-- start of Record extracts --
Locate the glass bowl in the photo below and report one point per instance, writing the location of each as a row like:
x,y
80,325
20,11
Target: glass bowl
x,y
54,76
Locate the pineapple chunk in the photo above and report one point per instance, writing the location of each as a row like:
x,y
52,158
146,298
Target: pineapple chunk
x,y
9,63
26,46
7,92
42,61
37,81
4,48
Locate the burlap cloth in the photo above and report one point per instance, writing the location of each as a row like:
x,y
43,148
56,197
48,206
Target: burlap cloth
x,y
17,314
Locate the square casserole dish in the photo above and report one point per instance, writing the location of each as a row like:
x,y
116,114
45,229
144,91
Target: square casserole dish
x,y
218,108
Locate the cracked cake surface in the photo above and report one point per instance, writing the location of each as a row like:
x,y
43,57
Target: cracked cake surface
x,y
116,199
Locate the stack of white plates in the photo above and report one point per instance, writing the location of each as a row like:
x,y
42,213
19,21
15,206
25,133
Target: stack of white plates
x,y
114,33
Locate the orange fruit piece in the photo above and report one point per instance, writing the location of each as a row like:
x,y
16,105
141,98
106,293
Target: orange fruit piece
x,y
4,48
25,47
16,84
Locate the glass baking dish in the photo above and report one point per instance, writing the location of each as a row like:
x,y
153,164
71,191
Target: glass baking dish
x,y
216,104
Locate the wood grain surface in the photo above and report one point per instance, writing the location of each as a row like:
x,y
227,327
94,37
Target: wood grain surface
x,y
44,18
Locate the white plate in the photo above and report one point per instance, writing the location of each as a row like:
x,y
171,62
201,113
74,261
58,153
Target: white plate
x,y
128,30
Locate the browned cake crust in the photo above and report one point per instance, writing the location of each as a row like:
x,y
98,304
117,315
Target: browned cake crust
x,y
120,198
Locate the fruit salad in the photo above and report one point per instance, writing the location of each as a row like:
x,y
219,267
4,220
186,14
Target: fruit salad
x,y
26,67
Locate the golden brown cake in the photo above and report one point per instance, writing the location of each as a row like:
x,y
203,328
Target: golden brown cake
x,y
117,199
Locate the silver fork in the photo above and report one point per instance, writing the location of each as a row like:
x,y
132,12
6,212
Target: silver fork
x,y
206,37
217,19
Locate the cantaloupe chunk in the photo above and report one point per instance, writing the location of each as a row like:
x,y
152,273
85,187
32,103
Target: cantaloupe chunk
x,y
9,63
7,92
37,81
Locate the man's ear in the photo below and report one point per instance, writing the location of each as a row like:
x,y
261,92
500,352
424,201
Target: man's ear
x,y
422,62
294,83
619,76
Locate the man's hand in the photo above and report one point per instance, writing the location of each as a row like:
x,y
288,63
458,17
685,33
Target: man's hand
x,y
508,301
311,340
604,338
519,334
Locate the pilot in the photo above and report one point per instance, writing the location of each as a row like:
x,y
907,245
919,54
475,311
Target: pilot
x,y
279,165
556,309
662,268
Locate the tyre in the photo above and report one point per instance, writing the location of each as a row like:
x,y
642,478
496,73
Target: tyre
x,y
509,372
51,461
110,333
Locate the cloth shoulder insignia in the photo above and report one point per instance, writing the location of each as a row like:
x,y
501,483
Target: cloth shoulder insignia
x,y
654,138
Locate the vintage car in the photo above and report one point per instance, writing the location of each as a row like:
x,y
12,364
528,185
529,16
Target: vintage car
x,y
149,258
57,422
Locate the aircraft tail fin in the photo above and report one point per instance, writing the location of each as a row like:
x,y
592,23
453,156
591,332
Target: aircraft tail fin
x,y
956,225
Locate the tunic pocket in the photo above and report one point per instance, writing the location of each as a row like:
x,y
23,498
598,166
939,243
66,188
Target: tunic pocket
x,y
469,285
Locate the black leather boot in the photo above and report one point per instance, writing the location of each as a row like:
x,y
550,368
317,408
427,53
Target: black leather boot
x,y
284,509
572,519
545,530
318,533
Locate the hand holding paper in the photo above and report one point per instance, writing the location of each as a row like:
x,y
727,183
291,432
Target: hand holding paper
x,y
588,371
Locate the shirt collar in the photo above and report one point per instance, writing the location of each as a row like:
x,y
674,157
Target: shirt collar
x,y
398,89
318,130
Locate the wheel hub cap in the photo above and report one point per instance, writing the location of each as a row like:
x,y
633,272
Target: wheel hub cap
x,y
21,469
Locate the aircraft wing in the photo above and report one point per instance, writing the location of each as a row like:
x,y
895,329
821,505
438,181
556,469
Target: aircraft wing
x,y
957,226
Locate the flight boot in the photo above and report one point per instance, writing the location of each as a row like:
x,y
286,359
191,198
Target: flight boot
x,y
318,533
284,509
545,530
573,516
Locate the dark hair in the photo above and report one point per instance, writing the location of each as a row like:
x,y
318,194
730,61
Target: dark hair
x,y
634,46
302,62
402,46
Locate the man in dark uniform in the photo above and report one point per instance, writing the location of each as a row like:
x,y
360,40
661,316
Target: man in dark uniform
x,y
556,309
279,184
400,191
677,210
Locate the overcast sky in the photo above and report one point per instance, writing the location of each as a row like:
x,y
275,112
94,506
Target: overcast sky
-- end of Record extracts --
-- Task --
Reproduce the material verbatim, starting at the line that contains "Locate the flight" and ending at the final line of the material.

-- Task solution --
Locate the flight boot in the photo above and report one point per instance, writing the location of each as a row like:
x,y
286,359
191,198
Target: flight boot
x,y
318,533
284,509
545,530
573,516
Locate the dark hair in the photo above and report one point per instance, writing the location of each as a row like:
x,y
318,194
730,61
Target: dark hair
x,y
634,46
302,62
402,46
Locate the man in dark uniform in the photo above and report one point per instance, writing the location of each as a row like:
x,y
360,40
661,316
Target: man in dark uniform
x,y
556,309
279,184
400,191
677,210
Locate the overcast sky in the photo above and report one point per instance, writing the location of each as a row like:
x,y
275,112
94,506
Target: overcast sky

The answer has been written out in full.